**WHAT THE EXERCISE ASKS:** Write out the records again from the line with "Note: annotate every instance of the backpack" through the end of the records, requests included, and leave out every other line. Add 146 to each x and y coordinate in the answers.

(Pointing and labeling records)

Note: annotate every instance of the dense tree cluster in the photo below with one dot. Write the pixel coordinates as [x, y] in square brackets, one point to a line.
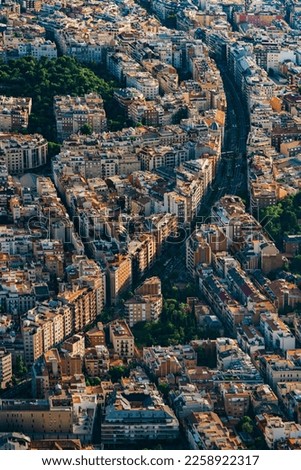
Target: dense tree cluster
[283, 218]
[43, 79]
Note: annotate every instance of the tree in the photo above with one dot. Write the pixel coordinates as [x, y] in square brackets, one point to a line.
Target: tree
[86, 129]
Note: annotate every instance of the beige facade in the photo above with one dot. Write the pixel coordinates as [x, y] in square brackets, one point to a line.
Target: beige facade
[122, 339]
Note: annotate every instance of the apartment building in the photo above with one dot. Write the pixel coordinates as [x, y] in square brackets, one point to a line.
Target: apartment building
[206, 431]
[14, 113]
[97, 361]
[119, 274]
[5, 368]
[72, 113]
[136, 414]
[122, 339]
[23, 152]
[277, 335]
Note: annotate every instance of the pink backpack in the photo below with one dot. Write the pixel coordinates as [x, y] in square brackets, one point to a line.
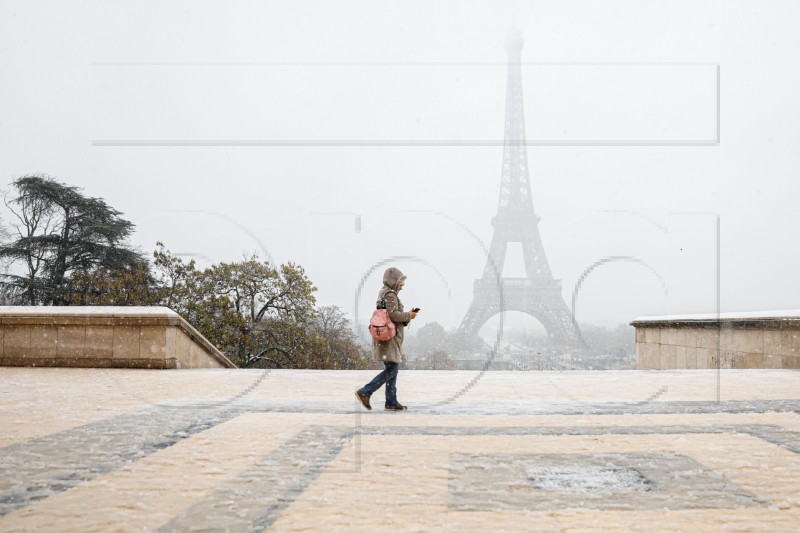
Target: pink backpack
[381, 326]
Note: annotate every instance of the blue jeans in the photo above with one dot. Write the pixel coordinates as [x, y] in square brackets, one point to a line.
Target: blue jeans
[388, 376]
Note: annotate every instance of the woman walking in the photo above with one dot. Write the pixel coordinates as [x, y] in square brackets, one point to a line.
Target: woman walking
[390, 352]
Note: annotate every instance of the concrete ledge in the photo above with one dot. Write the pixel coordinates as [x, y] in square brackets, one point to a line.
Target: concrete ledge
[768, 339]
[106, 337]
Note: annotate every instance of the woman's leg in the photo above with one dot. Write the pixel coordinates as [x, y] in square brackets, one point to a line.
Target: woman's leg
[391, 383]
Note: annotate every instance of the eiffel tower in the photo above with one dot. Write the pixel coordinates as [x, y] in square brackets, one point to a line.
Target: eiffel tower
[538, 294]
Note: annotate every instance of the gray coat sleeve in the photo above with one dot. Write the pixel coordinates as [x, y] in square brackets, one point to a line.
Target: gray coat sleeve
[395, 308]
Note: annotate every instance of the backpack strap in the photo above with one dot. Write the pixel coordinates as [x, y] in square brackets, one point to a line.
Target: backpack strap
[382, 305]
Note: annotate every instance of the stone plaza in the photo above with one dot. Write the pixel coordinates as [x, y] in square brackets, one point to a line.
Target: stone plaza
[291, 450]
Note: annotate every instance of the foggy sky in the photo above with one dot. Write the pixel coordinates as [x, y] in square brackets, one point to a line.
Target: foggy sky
[74, 73]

**TASK ANSWER:**
Note: annotate every instance of the backpack strap in the photo above with one dot. Write the pixel coordinates as [x, y] in square brackets, one point to a line.
Target: backpack strap
[528, 451]
Note: annotate every instance of the stone plaza in the photo above with one dot. Write the pixel coordinates as [x, y] in square brackets, one point to a line.
Target: stone plaza
[437, 596]
Note: annotate every instance of the foggy sky in the photo above with one dot. Write the pixel coordinates as [x, y] in square brackets, one point to a line.
Target: foggy sky
[220, 219]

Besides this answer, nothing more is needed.